## WORK REQUIRED
Once the pictures are removed, reproduce what is left of the data below exactly.
===== RECORDS FOR THIS TASK
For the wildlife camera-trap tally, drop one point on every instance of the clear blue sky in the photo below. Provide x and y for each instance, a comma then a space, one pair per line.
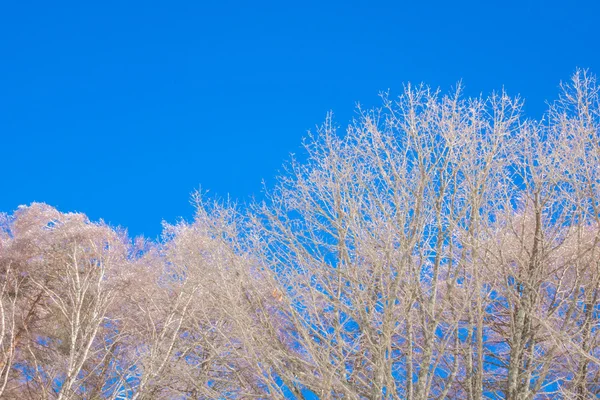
121, 109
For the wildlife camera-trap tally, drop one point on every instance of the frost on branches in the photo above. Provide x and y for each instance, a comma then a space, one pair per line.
442, 247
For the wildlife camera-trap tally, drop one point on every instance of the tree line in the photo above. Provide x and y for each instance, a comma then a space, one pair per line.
439, 247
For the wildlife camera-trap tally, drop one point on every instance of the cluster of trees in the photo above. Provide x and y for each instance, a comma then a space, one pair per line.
441, 247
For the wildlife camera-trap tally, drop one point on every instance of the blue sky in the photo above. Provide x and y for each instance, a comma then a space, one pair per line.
121, 109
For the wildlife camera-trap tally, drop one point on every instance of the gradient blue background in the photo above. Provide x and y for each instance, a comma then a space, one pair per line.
121, 109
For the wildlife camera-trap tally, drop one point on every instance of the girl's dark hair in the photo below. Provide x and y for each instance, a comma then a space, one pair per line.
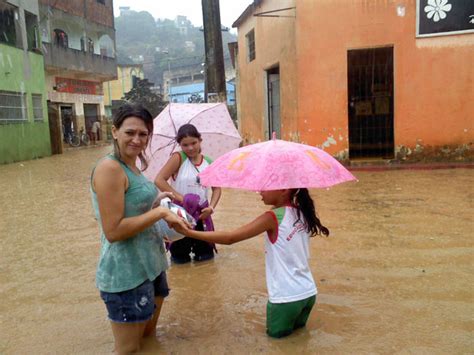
187, 130
305, 205
133, 110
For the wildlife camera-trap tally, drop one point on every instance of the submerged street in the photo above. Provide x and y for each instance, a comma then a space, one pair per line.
394, 276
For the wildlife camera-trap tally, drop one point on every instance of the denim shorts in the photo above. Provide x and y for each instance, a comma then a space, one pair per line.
135, 305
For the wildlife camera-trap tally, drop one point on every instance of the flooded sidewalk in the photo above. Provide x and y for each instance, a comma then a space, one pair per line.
394, 277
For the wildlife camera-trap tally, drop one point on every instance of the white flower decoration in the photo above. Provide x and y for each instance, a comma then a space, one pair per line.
437, 9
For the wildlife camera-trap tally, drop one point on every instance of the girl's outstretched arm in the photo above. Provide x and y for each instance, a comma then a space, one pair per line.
263, 223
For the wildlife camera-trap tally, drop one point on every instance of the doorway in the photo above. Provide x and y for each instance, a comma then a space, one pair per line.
273, 109
54, 129
90, 116
370, 103
68, 121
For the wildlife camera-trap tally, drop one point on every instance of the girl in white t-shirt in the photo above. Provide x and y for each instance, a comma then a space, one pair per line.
180, 176
289, 225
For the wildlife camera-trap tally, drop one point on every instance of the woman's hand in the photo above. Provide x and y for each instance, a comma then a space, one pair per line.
177, 223
161, 196
206, 212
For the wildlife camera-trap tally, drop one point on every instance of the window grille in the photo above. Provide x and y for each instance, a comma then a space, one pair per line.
12, 107
37, 107
250, 45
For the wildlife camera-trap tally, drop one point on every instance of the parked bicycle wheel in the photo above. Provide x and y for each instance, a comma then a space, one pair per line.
85, 139
74, 141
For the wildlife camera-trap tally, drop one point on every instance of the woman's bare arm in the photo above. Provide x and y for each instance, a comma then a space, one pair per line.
169, 169
110, 183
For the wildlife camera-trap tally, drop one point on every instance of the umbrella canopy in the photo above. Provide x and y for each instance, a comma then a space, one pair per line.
213, 121
274, 165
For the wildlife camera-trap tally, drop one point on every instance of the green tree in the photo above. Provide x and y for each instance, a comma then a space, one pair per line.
141, 93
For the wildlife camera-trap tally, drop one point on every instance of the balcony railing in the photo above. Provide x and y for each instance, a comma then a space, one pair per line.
76, 60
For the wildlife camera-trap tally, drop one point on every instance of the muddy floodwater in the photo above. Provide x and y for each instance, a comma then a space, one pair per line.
394, 277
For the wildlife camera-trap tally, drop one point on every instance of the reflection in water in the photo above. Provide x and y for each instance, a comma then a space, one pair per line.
394, 276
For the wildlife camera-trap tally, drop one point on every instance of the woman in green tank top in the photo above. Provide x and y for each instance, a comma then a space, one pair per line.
131, 273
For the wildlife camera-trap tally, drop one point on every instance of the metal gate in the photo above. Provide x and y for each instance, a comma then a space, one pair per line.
370, 99
273, 88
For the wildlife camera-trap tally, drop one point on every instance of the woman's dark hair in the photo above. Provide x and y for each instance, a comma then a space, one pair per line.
133, 110
305, 205
187, 130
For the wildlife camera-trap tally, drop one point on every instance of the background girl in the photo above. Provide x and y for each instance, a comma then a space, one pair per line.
182, 171
291, 287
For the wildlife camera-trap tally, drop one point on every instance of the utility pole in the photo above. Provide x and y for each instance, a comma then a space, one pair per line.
215, 85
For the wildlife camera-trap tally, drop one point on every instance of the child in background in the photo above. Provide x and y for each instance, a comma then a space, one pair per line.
289, 225
180, 177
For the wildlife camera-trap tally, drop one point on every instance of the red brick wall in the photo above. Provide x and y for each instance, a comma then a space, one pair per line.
100, 13
90, 9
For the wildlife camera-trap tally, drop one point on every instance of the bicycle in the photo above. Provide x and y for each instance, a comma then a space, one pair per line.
73, 139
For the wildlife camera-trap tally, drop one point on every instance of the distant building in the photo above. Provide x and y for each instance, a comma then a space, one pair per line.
183, 93
183, 24
24, 131
361, 79
127, 74
190, 71
79, 51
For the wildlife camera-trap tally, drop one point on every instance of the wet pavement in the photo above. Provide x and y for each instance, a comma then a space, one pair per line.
395, 276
==========
## OUTPUT OF THE EXERCISE
For the wildlife camera-trap tally, drop one point on every instance of the clear blue sky in the photo below. Provide x and y for each instance, a comma then a space, one pair per line.
121, 109
For the wildlife camera-trap tally, drop one point on every instance of the frost on branches in the photo above. Provide x and y for each instance, a comma then a space, one pair per line.
442, 247
For the wildlife camera-trap tally, drop one point on every instance of the tree line in the photo above. Provide x and y for each instance, a comma then a space, one pair per line.
439, 247
For the wildlife camera-trap tally, drop one point on every instance of the cluster of trees in the photo above. Provide x and y for each instance, a comma then a space, one pair per line.
441, 247
For the wildlife camera-trap tally, drop one point on every instance of the blue sky in the photo above. Provide x and y for each instance, a comma then a space, one pair per line.
121, 109
For the wildlife camera-trap tally, drop one point on every instance of the gradient blue background in the photo above. Provide x and y for each instance, a comma then a space, one pair per line.
121, 109
For the wildlife camera-trap tally, drop one point on every instance of the girl's dark hair in the photo below. Provide x and y for each instance, a comma then a space, one pair per line.
187, 130
305, 205
133, 110
For the wildlife camera-trap tally, drop one point on every instance of the submerged street in the photo above. Provide x and y for each instance, a comma then a space, one pair per line.
394, 276
For the wildlife camera-trap tally, drop one point on every instance of the denim shorts in the photo above. Provide x and y for each instance, a comma then a space, one pair per line.
135, 305
For the wildlife camera-trap tally, drop one point on every instance of the flooded sidewalk in the photo above. Provide x and y for each instance, a comma then a space, one pair per line.
394, 277
For the wildlife camera-trap tally, drop one point on every instance of the white flower decoration in the photo above. Provide x and y for each instance, a comma then a space, one pair per line.
437, 9
For the wildlife camera-trap tally, drop one point on every instance of the girl's outstretched arm in the photo above. Provide x and y for each instance, a comma then a space, one pair per line.
263, 223
For the wildlife camera-trap tally, drop one point on every instance of the doorway in the photo above. Provide x and y for each instance, a comma then a space, one pair per line.
273, 109
54, 129
90, 116
370, 103
68, 121
For the wildlife camera-trap tally, drop one point on every instance of the girl in white t-shirt in the photo above. Provide x and y for each instance, a comma then a space, one pair per line.
180, 176
289, 225
For the wildlife camera-trap tally, drop one point on every instance of the woman's hand in the photo above. Provide x and y for each instance, a comma then a space, one pair per line.
177, 223
161, 196
206, 212
For the wildlife camera-trap tally, drop one point on every instance of the window grille in the photo above. Provide x and y for each instance, a comma then a space, one pair per line.
12, 107
37, 107
250, 45
For the wildlife camera-trap tally, drop one point on every instance of the parked bicycle wheel in the photo above. Provide x and y for each instance, a comma then a space, one pair per line.
85, 139
74, 141
For the wildlife camera-trap tally, drop one point on every instance of the woman's bare arm in the photo above. Provide x and y for each instance, a comma then a space, one pair per line.
169, 169
110, 183
For the wildlife camera-trap tally, drop one point on every instance of the umbrella canopy in the photo above. Provide x and y for each instance, a comma then a space, one pair per line.
213, 121
274, 165
For the wildlife camera-trap tally, drop one point on every instance of the green tree in the photo above. Provide x and y for each instance, a comma then a space, one pair per line.
141, 93
For the wildlife camera-trap tally, drop one point on every instance of the balcony railing in the photo above. Provide x and y for each instance, a comma then a space, one pair per line.
76, 60
For the wildlife camera-trap tally, drop one point on every instance of the muddy floodwater in the photo above. Provide x and y for each instance, a comma then a space, one pair per line.
394, 277
For the wildlife camera-trap tally, drop one point on every instance of the reflection in water in the photo above. Provide x and y for each instance, a comma then a space, one pair per line.
394, 276
For the wildlife camera-trap tally, drop one point on every instance of the woman in green tank top in the photo above. Provide x and y for each instance, a comma then a space, one pair per line.
131, 273
For the wildlife camera-trap tally, drop one point on every instance of the metal gate in the photo above. Provide x and y for each instance, a comma then a space, one pair per line.
370, 99
273, 88
For the wildlife camera-trap tally, drop one point on every instance of the woman's dark hair in the photo above. Provide x and y for each instance, a comma then a space, one pair per line.
133, 110
305, 205
187, 130
For the wildlife camera-trap tally, drop one point on every instance of the background girl in the photo above. Provide x and y for each instance, a comma then a space, one pair per line.
182, 171
291, 287
For the wildlife camera-trap tally, drop one point on every instance of the utility pole in the photo above. Provide x and y for each instance, a comma then a space, one pair per line.
215, 85
For the wildlife camera-trap tally, drop one point on every instance of the child in background in the photo above. Provide x and y for each instance, a comma then a space, one pair per line.
289, 225
180, 177
For the wildlife camera-trap tally, drop one point on every instance of the red brick wall in the photo above. Provide x and y for each instance, a comma then a space, one pair per line.
100, 13
90, 9
For the wildlife camera-trap tally, drop one point on every instance of the bicycle in the photo above. Provide x and y for each instance, a comma then a space, one pair per line.
73, 139
For the wildlife camera-trap tally, drop one point on every instance of the distant building in the photo above. Provide x and y for each instance, a comma then a space, one pair per line.
183, 93
183, 24
24, 131
361, 79
127, 74
190, 71
79, 51
For the wildlife camera-trap tally, drop one point on every instance of the wet pavement in the photo above. Provide x and y for each instance, a comma then a space, one pair per line.
395, 276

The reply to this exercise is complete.